Requests -
a. In the restaurant blog post below, what kind of tunes does the live musician play?
b. Decide whether each statement agrees with the restaurant blog post below: (i) the crew brought a camera to the meal; (ii) more than one restaurant was advertising creole/deep south meals; (iii) Highway 61 shows motorbikes both in pictures and as actual machines.
c. Pick up the restaurant blog post below where it stops and keep writing.

-- start Text segment --

Monday, March 10, 2008

Meal #74 Creole/ Deep South

North America. A continent we had much feared, images of KFCs and McDonalds clamouring in our minds. Imagine our delighted surprise then, when we discovered that more than one restaurant was advertising creole/ deep south American meals. Mouths a’watering, boots and hats were donned by our crew of culinary cowboys; Sai, Naomi, Nick, Rami, Helen, Caroline, Paul, Deb, Kat, Michael, Gene, Ross and Dom. Sadly, though, we forgot to pack the camera in the saddle bags, so this is an old fashioned story told in words, not pictures.

Highway 61

Hume Highway

The d├ęcor of Highway 61 is petrol fueled; motorbikes take pride of place, both in pictures and actual machines. Highway signs and number plates fill in the gaps on the walls, and a live musician strums out rockabilly influenced tunes.

-- end Text segment --
-- start Excerpted records --

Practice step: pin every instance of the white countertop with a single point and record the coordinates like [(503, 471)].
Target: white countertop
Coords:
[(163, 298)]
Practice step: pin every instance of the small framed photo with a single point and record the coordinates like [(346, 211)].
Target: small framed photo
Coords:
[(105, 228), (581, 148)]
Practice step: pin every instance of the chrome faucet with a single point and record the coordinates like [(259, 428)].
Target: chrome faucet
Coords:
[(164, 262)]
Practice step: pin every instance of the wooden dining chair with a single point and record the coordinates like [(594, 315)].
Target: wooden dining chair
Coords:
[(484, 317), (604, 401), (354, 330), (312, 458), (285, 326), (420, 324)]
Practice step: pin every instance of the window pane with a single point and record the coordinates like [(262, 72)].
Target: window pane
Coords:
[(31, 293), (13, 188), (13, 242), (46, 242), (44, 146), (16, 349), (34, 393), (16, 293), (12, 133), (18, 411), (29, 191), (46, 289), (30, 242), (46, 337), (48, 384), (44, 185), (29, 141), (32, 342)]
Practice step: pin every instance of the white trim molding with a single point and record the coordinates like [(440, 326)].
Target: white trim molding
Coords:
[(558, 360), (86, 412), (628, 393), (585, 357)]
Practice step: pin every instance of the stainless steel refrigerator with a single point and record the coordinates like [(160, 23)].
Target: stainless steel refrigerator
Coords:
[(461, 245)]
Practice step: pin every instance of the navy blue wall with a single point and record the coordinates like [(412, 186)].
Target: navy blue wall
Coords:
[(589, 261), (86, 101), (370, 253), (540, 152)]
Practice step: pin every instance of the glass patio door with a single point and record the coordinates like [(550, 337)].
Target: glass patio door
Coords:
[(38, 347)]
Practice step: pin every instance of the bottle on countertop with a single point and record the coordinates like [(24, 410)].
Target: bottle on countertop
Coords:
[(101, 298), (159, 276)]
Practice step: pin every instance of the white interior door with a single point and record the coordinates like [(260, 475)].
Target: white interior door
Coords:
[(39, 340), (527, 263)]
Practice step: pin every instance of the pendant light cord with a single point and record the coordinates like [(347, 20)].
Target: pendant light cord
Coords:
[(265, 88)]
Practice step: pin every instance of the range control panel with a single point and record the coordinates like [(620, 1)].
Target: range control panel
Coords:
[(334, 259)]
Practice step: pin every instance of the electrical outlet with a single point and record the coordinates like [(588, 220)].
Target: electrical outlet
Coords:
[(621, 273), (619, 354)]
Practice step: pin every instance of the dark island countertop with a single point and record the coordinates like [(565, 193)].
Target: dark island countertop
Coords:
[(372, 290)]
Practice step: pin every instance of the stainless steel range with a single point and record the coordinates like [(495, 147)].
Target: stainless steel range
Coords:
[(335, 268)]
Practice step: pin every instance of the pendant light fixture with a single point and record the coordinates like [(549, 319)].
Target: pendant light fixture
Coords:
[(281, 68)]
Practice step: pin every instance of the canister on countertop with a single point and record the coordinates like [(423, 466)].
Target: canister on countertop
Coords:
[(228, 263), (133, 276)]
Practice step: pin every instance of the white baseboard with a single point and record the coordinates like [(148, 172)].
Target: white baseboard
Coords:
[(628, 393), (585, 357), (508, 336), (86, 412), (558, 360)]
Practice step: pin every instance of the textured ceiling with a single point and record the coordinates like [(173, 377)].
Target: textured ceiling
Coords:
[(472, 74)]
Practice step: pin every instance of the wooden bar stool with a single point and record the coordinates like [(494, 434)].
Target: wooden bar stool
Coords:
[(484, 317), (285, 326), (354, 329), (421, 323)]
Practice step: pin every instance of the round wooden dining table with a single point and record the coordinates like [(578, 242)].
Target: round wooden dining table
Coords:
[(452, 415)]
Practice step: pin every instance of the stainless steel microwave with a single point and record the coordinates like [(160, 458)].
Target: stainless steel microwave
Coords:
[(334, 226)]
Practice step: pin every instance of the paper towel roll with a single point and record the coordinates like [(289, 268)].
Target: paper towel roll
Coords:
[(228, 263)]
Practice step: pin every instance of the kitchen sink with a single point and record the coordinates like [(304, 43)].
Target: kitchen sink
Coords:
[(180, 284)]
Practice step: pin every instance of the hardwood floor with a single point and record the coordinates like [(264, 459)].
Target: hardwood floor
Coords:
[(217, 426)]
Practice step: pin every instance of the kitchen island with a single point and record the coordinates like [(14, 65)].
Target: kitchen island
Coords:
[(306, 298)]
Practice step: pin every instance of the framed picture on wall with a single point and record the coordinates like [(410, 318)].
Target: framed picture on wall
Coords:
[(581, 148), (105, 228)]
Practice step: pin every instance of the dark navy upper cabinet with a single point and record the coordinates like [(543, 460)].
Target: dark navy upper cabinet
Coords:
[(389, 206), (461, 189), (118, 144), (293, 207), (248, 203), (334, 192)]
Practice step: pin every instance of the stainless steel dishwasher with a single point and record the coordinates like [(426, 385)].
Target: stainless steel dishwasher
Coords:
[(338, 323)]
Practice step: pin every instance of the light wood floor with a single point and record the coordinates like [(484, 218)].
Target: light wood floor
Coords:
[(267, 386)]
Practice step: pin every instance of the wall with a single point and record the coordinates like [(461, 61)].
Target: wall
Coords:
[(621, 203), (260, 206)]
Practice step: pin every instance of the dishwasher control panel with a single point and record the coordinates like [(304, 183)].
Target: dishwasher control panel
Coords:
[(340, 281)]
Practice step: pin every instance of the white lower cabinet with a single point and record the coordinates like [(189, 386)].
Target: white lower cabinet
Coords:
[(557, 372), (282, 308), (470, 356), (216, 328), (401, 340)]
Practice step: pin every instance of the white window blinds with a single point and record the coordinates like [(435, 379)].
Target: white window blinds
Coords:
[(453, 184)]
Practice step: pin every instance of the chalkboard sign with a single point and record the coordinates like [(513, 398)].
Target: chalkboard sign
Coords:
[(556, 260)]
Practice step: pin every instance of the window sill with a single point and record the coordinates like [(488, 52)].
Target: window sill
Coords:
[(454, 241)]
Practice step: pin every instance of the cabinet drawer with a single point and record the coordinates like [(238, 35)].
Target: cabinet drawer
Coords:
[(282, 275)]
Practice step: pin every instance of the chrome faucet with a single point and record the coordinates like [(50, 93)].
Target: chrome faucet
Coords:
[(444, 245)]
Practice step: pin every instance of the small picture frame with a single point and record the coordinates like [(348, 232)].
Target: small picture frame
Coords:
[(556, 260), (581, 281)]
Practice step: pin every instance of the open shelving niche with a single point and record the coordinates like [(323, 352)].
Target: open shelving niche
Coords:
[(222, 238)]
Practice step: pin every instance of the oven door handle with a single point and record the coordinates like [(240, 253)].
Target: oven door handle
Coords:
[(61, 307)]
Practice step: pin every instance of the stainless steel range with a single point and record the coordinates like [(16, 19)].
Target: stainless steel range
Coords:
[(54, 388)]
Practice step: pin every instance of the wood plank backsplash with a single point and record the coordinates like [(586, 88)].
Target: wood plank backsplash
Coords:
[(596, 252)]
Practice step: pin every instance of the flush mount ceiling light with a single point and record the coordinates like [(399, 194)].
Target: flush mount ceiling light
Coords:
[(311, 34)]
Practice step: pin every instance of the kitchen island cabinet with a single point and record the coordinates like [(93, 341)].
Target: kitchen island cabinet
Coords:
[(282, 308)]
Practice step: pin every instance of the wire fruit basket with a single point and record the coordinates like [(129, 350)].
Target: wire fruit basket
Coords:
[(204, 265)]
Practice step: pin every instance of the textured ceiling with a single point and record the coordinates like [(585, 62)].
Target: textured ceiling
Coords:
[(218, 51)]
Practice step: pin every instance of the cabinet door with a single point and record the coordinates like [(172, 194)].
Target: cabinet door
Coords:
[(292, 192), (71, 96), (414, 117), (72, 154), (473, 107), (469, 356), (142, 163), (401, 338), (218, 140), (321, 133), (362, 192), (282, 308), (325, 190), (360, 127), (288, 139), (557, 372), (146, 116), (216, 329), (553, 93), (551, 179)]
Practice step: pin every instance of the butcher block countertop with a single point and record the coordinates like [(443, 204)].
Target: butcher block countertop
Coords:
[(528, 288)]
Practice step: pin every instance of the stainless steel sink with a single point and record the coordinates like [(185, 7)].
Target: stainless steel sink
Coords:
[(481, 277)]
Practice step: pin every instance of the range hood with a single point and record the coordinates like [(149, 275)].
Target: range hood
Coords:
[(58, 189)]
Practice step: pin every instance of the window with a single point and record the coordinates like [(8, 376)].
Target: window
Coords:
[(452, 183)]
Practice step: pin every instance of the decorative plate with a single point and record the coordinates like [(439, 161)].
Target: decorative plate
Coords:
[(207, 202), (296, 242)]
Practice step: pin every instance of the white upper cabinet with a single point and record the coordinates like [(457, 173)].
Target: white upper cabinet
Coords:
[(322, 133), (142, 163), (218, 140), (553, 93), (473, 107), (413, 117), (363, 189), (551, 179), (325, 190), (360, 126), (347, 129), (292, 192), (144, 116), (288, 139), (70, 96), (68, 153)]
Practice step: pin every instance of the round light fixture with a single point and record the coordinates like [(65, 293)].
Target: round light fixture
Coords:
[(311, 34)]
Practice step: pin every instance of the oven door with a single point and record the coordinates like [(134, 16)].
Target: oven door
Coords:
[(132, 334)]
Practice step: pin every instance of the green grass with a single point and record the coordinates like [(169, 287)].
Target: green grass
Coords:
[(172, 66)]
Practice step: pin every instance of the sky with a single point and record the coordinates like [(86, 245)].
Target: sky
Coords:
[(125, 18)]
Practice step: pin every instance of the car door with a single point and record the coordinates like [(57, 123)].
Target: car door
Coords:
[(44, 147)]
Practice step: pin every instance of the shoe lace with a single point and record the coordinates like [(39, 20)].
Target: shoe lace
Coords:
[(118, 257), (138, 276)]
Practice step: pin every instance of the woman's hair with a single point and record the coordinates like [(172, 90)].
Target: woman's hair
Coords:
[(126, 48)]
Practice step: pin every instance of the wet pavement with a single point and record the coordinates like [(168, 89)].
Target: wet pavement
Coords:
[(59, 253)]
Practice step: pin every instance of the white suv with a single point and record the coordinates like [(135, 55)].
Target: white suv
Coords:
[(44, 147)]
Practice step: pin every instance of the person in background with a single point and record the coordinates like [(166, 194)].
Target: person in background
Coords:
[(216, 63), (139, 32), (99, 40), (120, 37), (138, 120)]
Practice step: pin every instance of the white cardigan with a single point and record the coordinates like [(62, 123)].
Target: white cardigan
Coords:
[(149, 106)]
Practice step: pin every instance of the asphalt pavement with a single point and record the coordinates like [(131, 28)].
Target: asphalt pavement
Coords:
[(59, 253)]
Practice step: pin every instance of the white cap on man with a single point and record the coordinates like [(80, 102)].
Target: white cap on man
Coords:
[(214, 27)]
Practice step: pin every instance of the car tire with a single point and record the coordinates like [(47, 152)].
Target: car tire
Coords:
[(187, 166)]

-- end Excerpted records --

Results -
a. Rockabilly influenced tunes.

b.
(i) No: "we forgot to pack the camera in the saddle bags"
(ii) Yes: "more than one restaurant was advertising creole/ deep south American meals"
(iii) Yes: "motorbikes take pride of place, both in pictures and actual machines"

c.
The menu looks promising, divided between a wide array of burgers and a tantalizing selection of deep south stews. With such a big group, we try to cover as many dishes as we can. The burger menu is quickly worked through: the sporty burger comes with fried onion and salad; the ultra burger raises the stakes with the addition of bacon, egg and cheese; the lamb fillet burger bathes in a tomato relish, while the sweet chilli chicken burger has a light glaze of sauce; the vege burger is stacked with spinach, basil capsicum and cheese. Despite the large variety, the burgers were commonly considered to be quite basic, and fine for the price, but nothing special.

The soups were a surprise, featuring names we considered to be thicker stews. The Shrimp and Okra gumbo was tasty, although not as hearty as we would have anticipated, and the Jambalaya, with chicken, shrimp, bacon and rice, was dishearteningly over-peppered. The pumpkin soup was thick and rich, with an interesting aftertaste of maple syrup.

The side dishes proved too intriguing to resist, but didn’t live up to their appeal: chilli fries arrived topped with a surprisingly small serving of chilli con carne; the buffalo wings tasted like KFC, but without the variety of herbs and spices.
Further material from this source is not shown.